◆ PROVIDED PASSAGE:

-=-=-

This came just as Reuters reported the Director General of the World Health Organisation (WHO), Tedros Adhanom Ghebreyesus, as lamenting on Monday, May 25, that the fast-moving Ebola outbreak in DRC and Uganda was outpacing response efforts, giving the latest number of suspected deaths as 220.
Addressing an online meeting of the African Union (AU) about the outbreak, Ghebreyesus said a delay in detecting Ebola cases meant responders were now “playing catch-up” and the epidemic was likely to get worse before it gets better.
He said he would travel to DRC, the epicentre of the outbreak, on Tuesday, with another senior WHO official responsible for addressing health emergencies, Chikwe Ihekweazu, himself a former NCDC director general.
Earlier on Monday, neighbouring Uganda reported two more cases, taking its total number of confirmed cases to seven.
Ghebreyesus said other countries bordering DRC were at high risk and should take immediate action.
The WHO has declared the outbreak of the rare Bundibugyo strain of Ebola a public health emergency of international concern.
Ghebreyesus said containing the fast-moving outbreak was complicated by the fact that DRC’s Ituri and North Kivu provinces were highly insecure and there were no approved vaccines for Bundibugyo virus.
Meanwhile, doctors operating on the front lines of the fight against Ebola in DRC, already grappling with shortages of basic supplies, are now also having to deal with attacks on their facilities and fleeing patients as the virus spreads rapidly.
At least three such incidents have occurred in Ituri, where the first Ebola cases were reported, including two at the weekend targeting the same hospital that permitted over two dozen patients to run away.
Similar attacks and violence targeting health facilities occured during a 2018-2020 outbreak in eastern DRC that killed over 25 health workers.
Some were perpetrated by civilians angry about not being able to bury their loved ones or convinced the outbreak was a hoax.
The influx of money and manpower into an area that had felt neglected during decades of conflict and humanitarian crisis has spurred local suspicions about the real motives for the sudden spike of interest.
A similar dynamic seems to be playing out now, said Richard Lokodu, medical director of the Mongbwalu General Referral Hospital, which came under attack first on Saturday and again on Sunday.
“There is denial of the disease within the population, with some members wanting to claim the bodies of suspected and/or confirmed cases,” he said.
At the Mongbwalu General Referral Hospital, 18 Ebola patients fled on Saturday after “unidentified individuals” burned tents erected by medical charity, Medecins Sans Frontieres, where patients were being isolated, Lokodu said.
Four lab results from those patients have come back, three negative results and one positive result, he said, adding: “So, we have one confirmed case of Ebola that continues to circulate in the community and evade the response.”
On Sunday, the hospital came under four waves of attacks by young people mobilised by relatives of a Christian religious leader who died of Ebola, he said.
Seven other patients escaped and DRC Police and soldiers had to mobilise to restore order, he said.
A suspected Ebola patient who was in critical condition with hemorrhaging died in the second attack while trying to flee from his bed, Lokodu added.
The bodies of Ebola victims are highly infectious after death and unsafe burials, in which family members handle the body without proper protective equipment, are a leading driver of transmission.

-=-=-

Reproduce the Ebola report from "The influx of" to "again on Sunday.", changing "suspicions" to "doubts".

◆ RAW DATA:

-=-=-

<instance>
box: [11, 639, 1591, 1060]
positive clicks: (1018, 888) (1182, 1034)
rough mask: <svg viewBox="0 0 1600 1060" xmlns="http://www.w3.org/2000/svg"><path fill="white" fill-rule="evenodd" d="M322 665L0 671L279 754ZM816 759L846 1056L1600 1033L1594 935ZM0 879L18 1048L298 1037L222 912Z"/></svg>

-=-=-

◆ RESULT OF THE TASK:
The influx of money and manpower into an area that had felt neglected during decades of conflict and humanitarian crisis has spurred local doubts about the real motives for the sudden spike of interest.
A similar dynamic seems to be playing out now, said Richard Lokodu, medical director of the Mongbwalu General Referral Hospital, which came under attack first on Saturday and again on Sunday.